4 Gedanken zu „Notizen zur BA, Teil 1

  1. Da sind Dir ja kuriose, aber auch interessante Fakten in die Hände gekommen. Bei den Berechnungen zur Bevölkerungsdichte in Island wäre aber zu ergänzen: Die Angabe von ungefähr 3 Einw./km² ist ein nicht sehr hilfreicher Durchschnittswert. Das Binnenland ist praktisch unbesiedelt, in den Westfjorden leben deutlich unter 1 Einw./km² (derzeit genaugenommen knapp 0,8), und der „Ballungsraum“ Reykjavík mit etwa 435 Einw./km² ist auch keineswegs besonders dicht besiedelt. Kontinentale Großstädte kommen durchweg auf vierstellige Zahlenwerte. Selbst der Inselstaat Malta besitzt eine Dichte von über 1300 Einw./km² – wohlgemerkt als Durchschnittswert für die gesamte Insel, nicht allein für Valletta!

    1. Da hast du natürlich Recht! Für mein Thema ist es aber – meiner Meinung nach – nicht unbedingt notwendig, das zu präzisieren, da ich einfach nur angeben wollte, dass z. B. das Bibliothekswesen in Island andere Schwierigkeiten bewältigen muss als das in Deutschland oder vergleichbaren Ländern. Und den Wert für Reykjavík habe ich nur angegeben,um klarzumachen, wie krass die Gegensätze zwischen der Hauptstadt und dem restlichen Land in Island sind.

▶ _Ihre Aufgaben_:
a: Welche ungefähre Bevölkerungsdichte gibt der Textauszug für den „Ballungsraum“ Reykjavík an?
b: Schreiben Sie aus dem Textauszug die Stelle ab, die mit „4 Gedanken zu“ beginnt und mit „allein für Valletta!“ endet.

▶ _Eingabedaten_:
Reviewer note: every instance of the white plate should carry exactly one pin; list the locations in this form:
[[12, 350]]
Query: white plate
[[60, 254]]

▶ _Antworten nach Aufgaben_:
a: Etwa 435 Einw./km².

b:
4 Gedanken zu „Notizen zur BA, Teil 1

  1. Da sind Dir ja kuriose, aber auch interessante Fakten in die Hände gekommen. Bei den Berechnungen zur Bevölkerungsdichte in Island wäre aber zu ergänzen: Die Angabe von ungefähr 3 Einw./km² ist ein nicht sehr hilfreicher Durchschnittswert. Das Binnenland ist praktisch unbesiedelt, in den Westfjorden leben deutlich unter 1 Einw./km² (derzeit genaugenommen knapp 0,8), und der „Ballungsraum“ Reykjavík mit etwa 435 Einw./km² ist auch keineswegs besonders dicht besiedelt. Kontinentale Großstädte kommen durchweg auf vierstellige Zahlenwerte. Selbst der Inselstaat Malta besitzt eine Dichte von über 1300 Einw./km² – wohlgemerkt als Durchschnittswert für die gesamte Insel, nicht allein für Valletta!